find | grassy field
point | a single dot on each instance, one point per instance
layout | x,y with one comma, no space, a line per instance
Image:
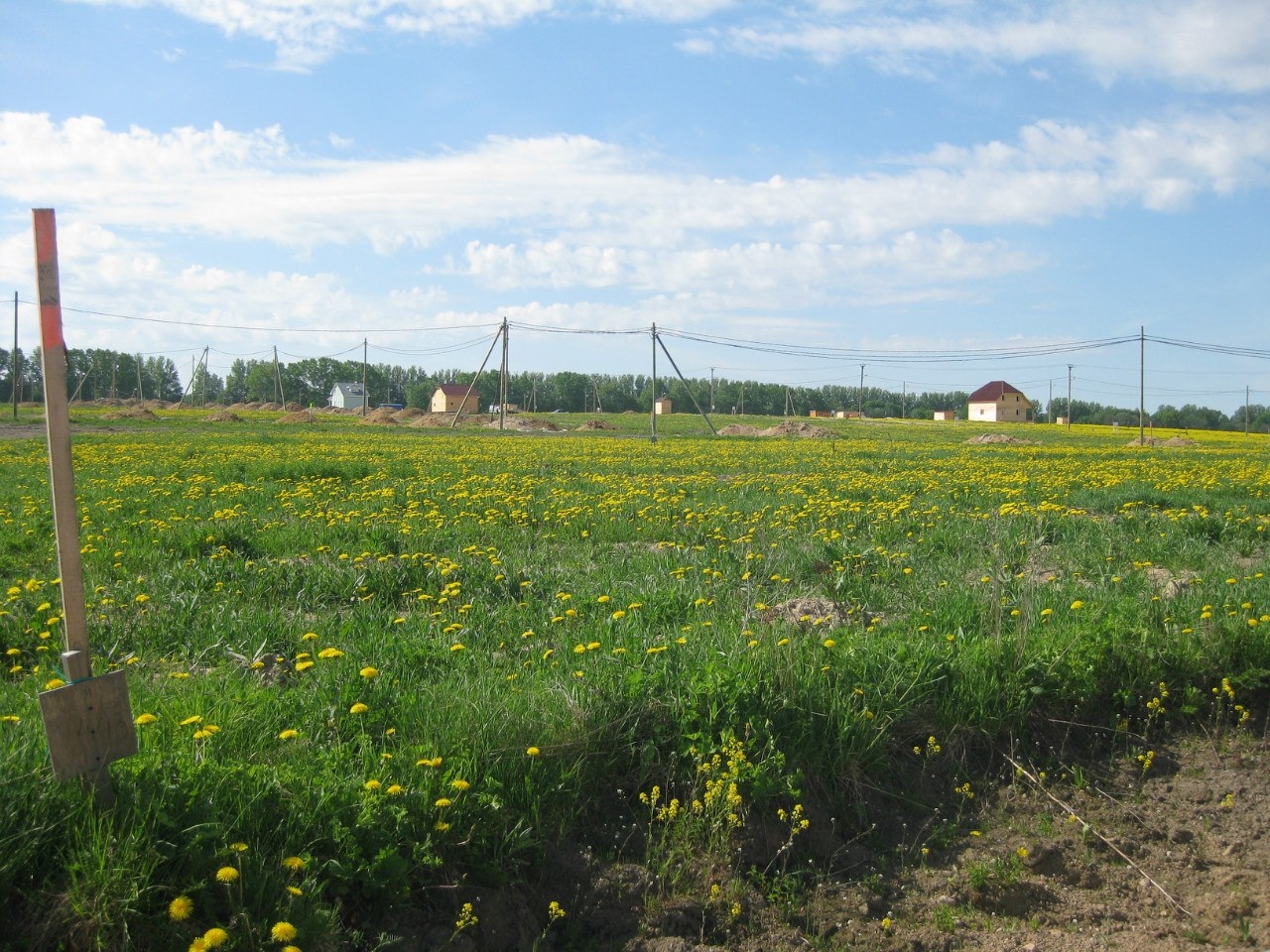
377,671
========================================
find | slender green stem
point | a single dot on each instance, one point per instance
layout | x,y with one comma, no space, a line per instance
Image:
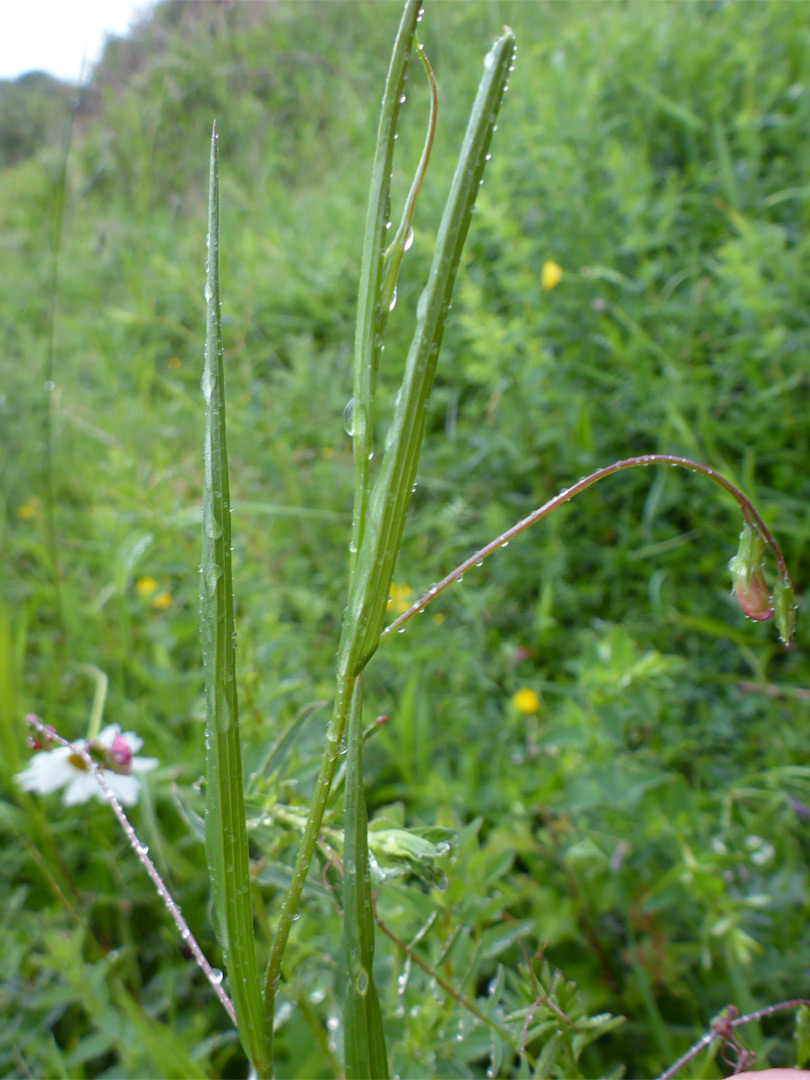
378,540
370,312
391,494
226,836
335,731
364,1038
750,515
========================================
> _Exercise_
Pick out each line in the entries above that contains the word "find", and copy those lines.

> _Completed exercise_
find | grassy field
find | slender green stem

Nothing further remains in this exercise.